**WHAT TO WORK ON**
Could you lay out every line of the entries below as a Markdown table, with the columns "Row" for the row number and "Line" for the line itself, leaving out any blank lines?

(Data entries)

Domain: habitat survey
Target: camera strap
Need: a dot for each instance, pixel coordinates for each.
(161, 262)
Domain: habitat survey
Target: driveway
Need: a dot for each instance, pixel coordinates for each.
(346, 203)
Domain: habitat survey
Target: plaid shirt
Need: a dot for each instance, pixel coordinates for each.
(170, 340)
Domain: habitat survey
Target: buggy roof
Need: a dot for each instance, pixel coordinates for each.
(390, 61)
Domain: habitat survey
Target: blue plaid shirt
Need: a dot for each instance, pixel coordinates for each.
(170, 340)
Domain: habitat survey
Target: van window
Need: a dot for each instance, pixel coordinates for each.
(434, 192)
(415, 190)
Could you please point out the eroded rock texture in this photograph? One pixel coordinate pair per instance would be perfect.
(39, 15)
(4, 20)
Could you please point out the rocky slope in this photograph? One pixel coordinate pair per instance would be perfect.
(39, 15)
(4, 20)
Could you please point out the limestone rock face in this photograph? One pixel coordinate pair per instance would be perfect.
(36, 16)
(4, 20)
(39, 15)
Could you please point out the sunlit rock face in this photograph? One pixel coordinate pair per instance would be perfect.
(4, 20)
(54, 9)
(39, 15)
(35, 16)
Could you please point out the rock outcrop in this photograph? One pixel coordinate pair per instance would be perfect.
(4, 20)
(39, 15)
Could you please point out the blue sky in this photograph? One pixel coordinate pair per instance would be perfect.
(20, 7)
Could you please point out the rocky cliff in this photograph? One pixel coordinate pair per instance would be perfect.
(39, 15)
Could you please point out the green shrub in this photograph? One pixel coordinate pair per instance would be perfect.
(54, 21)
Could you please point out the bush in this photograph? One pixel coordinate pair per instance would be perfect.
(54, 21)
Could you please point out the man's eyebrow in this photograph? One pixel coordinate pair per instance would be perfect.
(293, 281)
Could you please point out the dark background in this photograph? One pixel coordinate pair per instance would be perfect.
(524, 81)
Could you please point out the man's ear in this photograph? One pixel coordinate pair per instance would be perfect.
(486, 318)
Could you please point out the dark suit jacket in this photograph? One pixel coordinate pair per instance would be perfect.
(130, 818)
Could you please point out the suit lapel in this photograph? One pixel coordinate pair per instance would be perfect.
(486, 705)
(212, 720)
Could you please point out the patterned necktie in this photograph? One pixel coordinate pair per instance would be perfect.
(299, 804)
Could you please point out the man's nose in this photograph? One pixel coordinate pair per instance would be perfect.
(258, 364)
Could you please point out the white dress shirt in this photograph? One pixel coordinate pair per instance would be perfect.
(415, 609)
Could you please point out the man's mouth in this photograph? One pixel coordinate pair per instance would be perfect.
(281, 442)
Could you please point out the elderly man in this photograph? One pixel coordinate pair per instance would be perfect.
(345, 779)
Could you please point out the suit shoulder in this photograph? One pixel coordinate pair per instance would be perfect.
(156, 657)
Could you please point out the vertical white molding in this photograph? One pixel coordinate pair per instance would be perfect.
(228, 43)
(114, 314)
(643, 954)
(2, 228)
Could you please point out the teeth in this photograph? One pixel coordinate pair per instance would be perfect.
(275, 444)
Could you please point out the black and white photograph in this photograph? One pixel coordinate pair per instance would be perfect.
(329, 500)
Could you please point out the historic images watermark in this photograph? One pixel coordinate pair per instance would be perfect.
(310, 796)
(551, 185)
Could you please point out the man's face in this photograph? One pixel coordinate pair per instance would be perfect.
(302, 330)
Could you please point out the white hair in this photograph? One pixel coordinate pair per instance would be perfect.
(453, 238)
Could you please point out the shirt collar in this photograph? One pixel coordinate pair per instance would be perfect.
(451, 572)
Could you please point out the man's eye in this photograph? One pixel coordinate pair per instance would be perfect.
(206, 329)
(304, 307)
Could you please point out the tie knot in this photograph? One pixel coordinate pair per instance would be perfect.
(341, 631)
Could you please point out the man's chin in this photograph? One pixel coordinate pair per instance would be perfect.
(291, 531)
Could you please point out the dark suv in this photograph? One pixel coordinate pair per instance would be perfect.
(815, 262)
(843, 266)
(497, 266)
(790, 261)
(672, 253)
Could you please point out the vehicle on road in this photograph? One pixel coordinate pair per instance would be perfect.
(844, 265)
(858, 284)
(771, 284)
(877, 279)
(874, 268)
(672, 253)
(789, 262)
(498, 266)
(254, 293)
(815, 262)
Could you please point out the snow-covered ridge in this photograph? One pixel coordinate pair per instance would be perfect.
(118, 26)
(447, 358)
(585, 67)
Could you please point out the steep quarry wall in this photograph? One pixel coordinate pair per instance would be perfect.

**FINAL ANSWER**
| Row | Line |
|---|---|
| 1 | Domain: habitat survey |
| 2 | Target: camera strap |
| 3 | Need: a dot for each instance, pixel coordinates for each. |
| 4 | (161, 262) |
| 5 | Domain: habitat survey |
| 6 | Target: driveway |
| 7 | Need: a dot for each instance, pixel coordinates for each. |
| 8 | (346, 203) |
| 9 | Domain: habitat survey |
| 10 | Target: plaid shirt |
| 11 | Need: a dot for each instance, pixel coordinates for each. |
| 12 | (170, 340) |
| 13 | Domain: habitat survey |
| 14 | Target: buggy roof |
| 15 | Need: a dot for each instance, pixel coordinates for each. |
| 16 | (390, 61) |
| 17 | Domain: habitat survey |
| 18 | Target: blue plaid shirt |
| 19 | Need: a dot for each instance, pixel coordinates for each. |
| 20 | (170, 340) |
| 21 | Domain: habitat survey |
| 22 | Target: van window |
| 23 | Need: a dot for each instance, pixel coordinates for each. |
| 24 | (434, 192) |
| 25 | (415, 190) |
| 26 | Could you please point out the eroded rock texture in this photograph? One pixel coordinate pair per instance would be perfect. |
| 27 | (39, 15) |
| 28 | (4, 20) |
| 29 | Could you please point out the rocky slope in this photograph? One pixel coordinate pair per instance would be perfect. |
| 30 | (39, 15) |
| 31 | (4, 20) |
| 32 | Could you please point out the limestone rock face in this photograph? One pixel coordinate pair per instance would be perfect. |
| 33 | (36, 16) |
| 34 | (4, 20) |
| 35 | (39, 15) |
| 36 | Could you please point out the sunlit rock face in this photograph? One pixel coordinate pair per instance would be perfect. |
| 37 | (4, 20) |
| 38 | (54, 9) |
| 39 | (39, 15) |
| 40 | (35, 16) |
| 41 | Could you please point out the rock outcrop in this photograph? One pixel coordinate pair per instance would be perfect. |
| 42 | (4, 20) |
| 43 | (39, 15) |
| 44 | Could you please point out the blue sky in this photograph? One pixel coordinate pair per instance would be perfect. |
| 45 | (20, 7) |
| 46 | Could you please point out the rocky cliff in this photograph? One pixel coordinate pair per instance would be perfect. |
| 47 | (39, 15) |
| 48 | Could you please point out the green shrub in this photograph? One pixel coordinate pair per instance would be perfect. |
| 49 | (54, 21) |
| 50 | Could you please point out the bush in this photograph? One pixel coordinate pair per instance would be perfect. |
| 51 | (54, 21) |
| 52 | Could you please point out the man's eyebrow in this photograph? One pixel coordinate pair per instance would be perfect. |
| 53 | (293, 281) |
| 54 | Could you please point out the dark background in this photograph? One pixel coordinate pair per instance would be perfect. |
| 55 | (524, 81) |
| 56 | Could you please point out the man's ear in this photograph? One pixel coordinate pair per instance would be perfect. |
| 57 | (486, 318) |
| 58 | Could you please point out the dark suit jacket in this photograph? One pixel coordinate pair per instance would be perfect. |
| 59 | (130, 818) |
| 60 | Could you please point out the suit lapel in this photograph? One pixel coordinate pair per instance would be perfect. |
| 61 | (486, 705) |
| 62 | (212, 720) |
| 63 | Could you please point out the patterned necktie in this photograph? One pixel coordinate pair per instance would be perfect. |
| 64 | (299, 804) |
| 65 | Could you please point out the man's nose in this photograph? One pixel coordinate pair per instance would be perfect. |
| 66 | (258, 364) |
| 67 | Could you please point out the white dress shirt in this photograph? One pixel coordinate pair per instance would be perfect. |
| 68 | (415, 609) |
| 69 | Could you please point out the man's mouth in this photograph? One pixel coordinate pair per instance would be perfect. |
| 70 | (281, 442) |
| 71 | Could you please point out the elderly man in this photograph? One pixel coordinate pair per instance would be perfect. |
| 72 | (345, 779) |
| 73 | Could you please point out the suit shoulder in this photograph? One pixel coordinate pair per instance would be perfect. |
| 74 | (156, 657) |
| 75 | Could you please point out the vertical white molding in this photograph? One pixel coordinate pair per instance would be perfect. |
| 76 | (228, 43) |
| 77 | (114, 314) |
| 78 | (643, 954) |
| 79 | (2, 228) |
| 80 | Could you please point out the teeth in this photograph? One pixel coordinate pair per instance would be perfect. |
| 81 | (275, 444) |
| 82 | Could you please point out the black and white photograph in this photograph? One pixel coordinate pair per instance would be perfect. |
| 83 | (329, 500) |
| 84 | Could you please point out the historic images watermark in this photograph? One pixel coordinate pair per instance would be perfect. |
| 85 | (310, 796) |
| 86 | (551, 185) |
| 87 | Could you please point out the man's face in this photograph? One pixel coordinate pair per instance would be perfect. |
| 88 | (302, 330) |
| 89 | Could you please point out the white hair in this photograph? One pixel coordinate pair per instance would be perfect. |
| 90 | (453, 238) |
| 91 | Could you please point out the shirt collar in this photograph? One pixel coordinate pair per instance would be perfect. |
| 92 | (451, 572) |
| 93 | Could you please point out the man's eye in this photograph? One pixel coordinate pair per instance would be perfect. |
| 94 | (206, 329) |
| 95 | (304, 307) |
| 96 | Could you please point out the tie knot in this photograph? One pixel coordinate pair per instance would be perfect. |
| 97 | (341, 631) |
| 98 | Could you please point out the man's chin in this photograph? One pixel coordinate pair per instance would be perfect. |
| 99 | (291, 531) |
| 100 | Could you please point out the dark suv in this photograph? One pixel coordinate pair per instance would be perfect. |
| 101 | (815, 262) |
| 102 | (843, 266) |
| 103 | (497, 266) |
| 104 | (790, 261) |
| 105 | (672, 253) |
| 106 | Could you please point out the vehicle on road in this photograph? One pixel coordinate pair per instance would be perfect. |
| 107 | (844, 265) |
| 108 | (858, 284) |
| 109 | (771, 284) |
| 110 | (877, 279) |
| 111 | (874, 268) |
| 112 | (672, 253) |
| 113 | (789, 262) |
| 114 | (498, 266) |
| 115 | (254, 293) |
| 116 | (815, 262) |
| 117 | Could you please point out the snow-covered ridge in this photograph? One pixel coordinate pair per instance would be perfect. |
| 118 | (118, 26) |
| 119 | (447, 358) |
| 120 | (585, 67) |
| 121 | Could you please point out the steep quarry wall in this photograph? One pixel coordinate pair per instance would be perfect. |